= Beginning of Section =

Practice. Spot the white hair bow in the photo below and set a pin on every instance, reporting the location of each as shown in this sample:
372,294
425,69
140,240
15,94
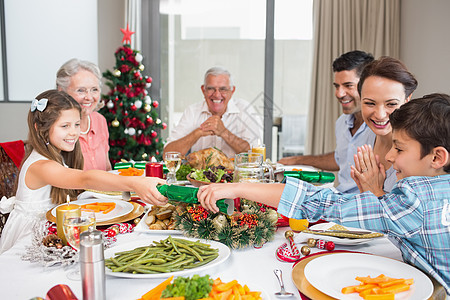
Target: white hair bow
39,104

= End of Section =

## Exercise
Would it be possible to give the material above again exactly, with the pictures left out?

## Your response
Practice. Spot the white hair bow in the photo below and set a pin on every instance, reporting the location of each as shown in this sample:
372,294
425,69
140,240
15,94
Target: white hair bow
39,104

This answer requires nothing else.